Karma Automotive LLC is embracing a lease-to-own strategy, for its local real estate holdings, at least.

The Costa Mesa-based luxury carmaker last week completed the purchase of a big building in the Irvine Spectrum at 9950 Jeronimo Road for its new headquarters.

Karma paid a little under $56.3 million for the 262,463-square-foot building, or about $214 per square foot, according to Newport Beach-based Bixby Land Co., which sold the facility.

The carmaker struck a deal with Bixby in August to lease the same Irvine building. The deal for the entire building was among the largest office leases of last year (see related Commercial Leasing Guide special report, beginning on page 17).

The Spectrum location is intended to boost Karma’s presence in Orange County as the company prepares the rollout of its $130,000 Revero, a hybrid model sports car powered by electricity, gas and solar energy.

Karma is already OC’s biggest automaker based on employee count, with more than 500 workers reported here as of late last year. The new space would allow it to add about another 300 here.
----------
TO DO: Extend the passage on Karma Automotive's Irvine headquarters purchase, starting right after its final sentence. The items that follow have nothing to do with this passage.
----------
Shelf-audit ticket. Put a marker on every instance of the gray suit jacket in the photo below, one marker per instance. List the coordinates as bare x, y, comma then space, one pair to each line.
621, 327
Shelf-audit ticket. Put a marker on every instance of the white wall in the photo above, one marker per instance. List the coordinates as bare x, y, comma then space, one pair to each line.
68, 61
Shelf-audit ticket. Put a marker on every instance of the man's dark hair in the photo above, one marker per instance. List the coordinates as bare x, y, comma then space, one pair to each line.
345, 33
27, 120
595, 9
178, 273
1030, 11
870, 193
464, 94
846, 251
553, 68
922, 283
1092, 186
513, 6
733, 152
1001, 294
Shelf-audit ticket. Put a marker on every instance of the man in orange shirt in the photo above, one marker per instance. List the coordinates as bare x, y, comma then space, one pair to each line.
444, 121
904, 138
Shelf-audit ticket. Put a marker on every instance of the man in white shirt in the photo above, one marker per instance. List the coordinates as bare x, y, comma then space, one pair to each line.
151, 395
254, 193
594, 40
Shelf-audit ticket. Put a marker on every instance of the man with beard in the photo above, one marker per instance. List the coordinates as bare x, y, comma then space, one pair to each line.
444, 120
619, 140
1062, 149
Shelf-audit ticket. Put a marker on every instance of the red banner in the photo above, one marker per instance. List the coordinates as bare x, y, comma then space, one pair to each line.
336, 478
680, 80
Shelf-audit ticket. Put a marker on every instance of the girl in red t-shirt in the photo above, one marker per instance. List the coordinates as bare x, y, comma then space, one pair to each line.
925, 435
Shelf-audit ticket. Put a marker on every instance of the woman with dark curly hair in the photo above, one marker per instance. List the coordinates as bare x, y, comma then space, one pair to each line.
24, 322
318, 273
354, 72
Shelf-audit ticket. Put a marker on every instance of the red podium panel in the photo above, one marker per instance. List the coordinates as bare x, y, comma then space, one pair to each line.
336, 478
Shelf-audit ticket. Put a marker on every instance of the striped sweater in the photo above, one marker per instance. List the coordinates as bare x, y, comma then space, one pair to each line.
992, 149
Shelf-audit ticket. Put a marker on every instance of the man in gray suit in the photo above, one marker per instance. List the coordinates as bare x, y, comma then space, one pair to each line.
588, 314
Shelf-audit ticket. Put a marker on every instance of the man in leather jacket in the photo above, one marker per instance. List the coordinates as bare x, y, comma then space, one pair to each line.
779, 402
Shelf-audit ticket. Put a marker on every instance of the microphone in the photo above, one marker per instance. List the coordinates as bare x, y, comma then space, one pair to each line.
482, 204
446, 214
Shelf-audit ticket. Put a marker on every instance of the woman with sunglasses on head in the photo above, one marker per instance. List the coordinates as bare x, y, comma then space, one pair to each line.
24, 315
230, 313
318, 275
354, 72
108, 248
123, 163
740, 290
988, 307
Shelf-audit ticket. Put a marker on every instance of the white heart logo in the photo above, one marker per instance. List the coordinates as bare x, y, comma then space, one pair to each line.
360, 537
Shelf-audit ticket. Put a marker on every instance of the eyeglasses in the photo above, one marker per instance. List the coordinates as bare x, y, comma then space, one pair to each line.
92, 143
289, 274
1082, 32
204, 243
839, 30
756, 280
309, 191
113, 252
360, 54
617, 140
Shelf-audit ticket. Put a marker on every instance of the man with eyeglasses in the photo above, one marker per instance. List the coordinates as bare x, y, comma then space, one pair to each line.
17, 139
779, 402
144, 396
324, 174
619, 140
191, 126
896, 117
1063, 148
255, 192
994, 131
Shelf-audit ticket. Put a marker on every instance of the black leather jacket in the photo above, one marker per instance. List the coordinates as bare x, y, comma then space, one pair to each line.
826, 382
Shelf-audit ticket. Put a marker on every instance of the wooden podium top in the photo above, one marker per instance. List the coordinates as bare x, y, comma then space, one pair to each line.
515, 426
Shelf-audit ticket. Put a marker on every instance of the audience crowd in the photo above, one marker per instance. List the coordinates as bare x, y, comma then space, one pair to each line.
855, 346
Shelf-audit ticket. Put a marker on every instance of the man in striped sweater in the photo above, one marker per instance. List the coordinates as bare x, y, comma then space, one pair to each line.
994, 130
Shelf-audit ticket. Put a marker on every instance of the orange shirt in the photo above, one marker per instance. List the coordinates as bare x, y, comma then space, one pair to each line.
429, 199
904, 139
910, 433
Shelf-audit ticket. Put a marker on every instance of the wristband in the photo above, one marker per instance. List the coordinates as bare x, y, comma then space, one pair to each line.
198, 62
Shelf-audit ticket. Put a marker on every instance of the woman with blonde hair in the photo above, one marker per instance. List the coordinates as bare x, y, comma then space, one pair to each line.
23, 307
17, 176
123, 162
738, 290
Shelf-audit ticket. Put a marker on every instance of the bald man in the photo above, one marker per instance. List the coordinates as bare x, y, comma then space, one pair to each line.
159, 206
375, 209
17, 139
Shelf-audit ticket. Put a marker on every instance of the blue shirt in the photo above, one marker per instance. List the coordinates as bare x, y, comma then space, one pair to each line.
----------
EXERCISE ANSWER:
The headquarters will have a host of creative-office features and hold what the carmaker calls a “Branded Experience Center” for Revero shoppers.

Karma announced the company-owned direct-sales center last year as part of a new distribution strategy that incorporates dealer agreements with eight U.S. and two Canadian dealers, including a second Southern California location in Pasadena.

Patient Capital

The new headquarters, about a mile east of the San Diego (5) Freeway just off Bake Parkway, has been a source of intrigue among area real estate and automotive industry watchers for much of the past eight months.

Despite inking the lease with Bixby in August, Karma has yet to move into the new location. Last week, the space was empty, and a minimal amount of a multimillion-dollar interior renovation the tenant is planning had been done. There were no construction workers to be seen.

It’s rare for area leased buildings of that size to remain unused for extended periods by occupants, especially in a strong commercial real estate market with few large blocks of available space.

Signs at the site show the Long Beach office of general contractor Turelk is leading construction work at the building, which previously served as the U.S. headquarters of Kawasaki Motors Corp., a distributor of ATVs, motorcycles and personal watercraft.

Karma’s existing space in Costa Mesa, which it leases, is fully occupied and in use. Brokerage data show the 80,000-square-foot space will be available to new tenants this summer.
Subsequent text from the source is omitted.